→ Your task:
Rescale the records below by reproducing every line in full, requests included. Multiply each box coordinate in the results by 1.35 and round it to a whole number, with halves rounded up.

--- START ---

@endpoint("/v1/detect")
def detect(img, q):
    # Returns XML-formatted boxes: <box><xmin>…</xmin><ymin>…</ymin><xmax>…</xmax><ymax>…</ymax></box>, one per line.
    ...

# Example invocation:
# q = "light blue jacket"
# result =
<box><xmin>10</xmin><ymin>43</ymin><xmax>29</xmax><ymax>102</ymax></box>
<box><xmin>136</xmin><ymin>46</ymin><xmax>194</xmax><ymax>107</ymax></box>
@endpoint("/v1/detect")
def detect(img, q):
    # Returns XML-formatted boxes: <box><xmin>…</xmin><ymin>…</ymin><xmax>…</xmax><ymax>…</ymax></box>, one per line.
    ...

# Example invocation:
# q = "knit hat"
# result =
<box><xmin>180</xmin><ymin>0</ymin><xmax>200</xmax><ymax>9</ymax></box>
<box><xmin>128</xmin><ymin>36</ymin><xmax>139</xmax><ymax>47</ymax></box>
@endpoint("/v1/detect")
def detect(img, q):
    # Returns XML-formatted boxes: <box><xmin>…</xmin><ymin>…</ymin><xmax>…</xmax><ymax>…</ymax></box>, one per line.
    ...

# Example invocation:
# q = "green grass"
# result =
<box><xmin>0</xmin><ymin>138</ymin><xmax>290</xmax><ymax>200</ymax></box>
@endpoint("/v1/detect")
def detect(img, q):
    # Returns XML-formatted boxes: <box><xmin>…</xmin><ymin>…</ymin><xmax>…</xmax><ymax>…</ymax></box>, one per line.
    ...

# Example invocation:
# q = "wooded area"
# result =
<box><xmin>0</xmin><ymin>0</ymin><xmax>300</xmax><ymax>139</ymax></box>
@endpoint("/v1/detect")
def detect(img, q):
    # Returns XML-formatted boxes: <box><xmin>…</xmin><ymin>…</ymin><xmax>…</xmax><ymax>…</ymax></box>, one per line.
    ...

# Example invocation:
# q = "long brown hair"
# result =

--- END ---

→ Reply:
@endpoint("/v1/detect")
def detect(img, q):
    # Returns XML-formatted boxes: <box><xmin>…</xmin><ymin>…</ymin><xmax>…</xmax><ymax>…</ymax></box>, one per line.
    ...

# Example invocation:
# q = "light blue jacket"
# result =
<box><xmin>14</xmin><ymin>58</ymin><xmax>39</xmax><ymax>138</ymax></box>
<box><xmin>184</xmin><ymin>62</ymin><xmax>262</xmax><ymax>144</ymax></box>
@endpoint("/v1/detect")
def detect(img, q):
    # Returns XML-formatted boxes: <box><xmin>…</xmin><ymin>…</ymin><xmax>…</xmax><ymax>…</ymax></box>, one per line.
    ...

# Example invocation:
# q = "knit hat"
# result =
<box><xmin>243</xmin><ymin>0</ymin><xmax>270</xmax><ymax>12</ymax></box>
<box><xmin>173</xmin><ymin>49</ymin><xmax>188</xmax><ymax>63</ymax></box>
@endpoint("/v1/detect")
def detect(img, q):
    # Returns XML-formatted boxes: <box><xmin>…</xmin><ymin>…</ymin><xmax>…</xmax><ymax>…</ymax></box>, one per line.
    ...

# Example invocation:
# q = "green grass"
# result =
<box><xmin>0</xmin><ymin>186</ymin><xmax>392</xmax><ymax>270</ymax></box>
@endpoint("/v1/detect")
def detect(img, q):
    # Returns XML-formatted boxes: <box><xmin>…</xmin><ymin>…</ymin><xmax>…</xmax><ymax>…</ymax></box>, one per line.
    ...

# Example invocation:
# q = "wooded area"
# result =
<box><xmin>0</xmin><ymin>0</ymin><xmax>405</xmax><ymax>188</ymax></box>
@endpoint("/v1/detect")
def detect(img, q):
    # Returns XML-formatted boxes: <box><xmin>…</xmin><ymin>…</ymin><xmax>…</xmax><ymax>…</ymax></box>, one per line.
    ...

# Example invocation:
# q = "long brown hair"
# result =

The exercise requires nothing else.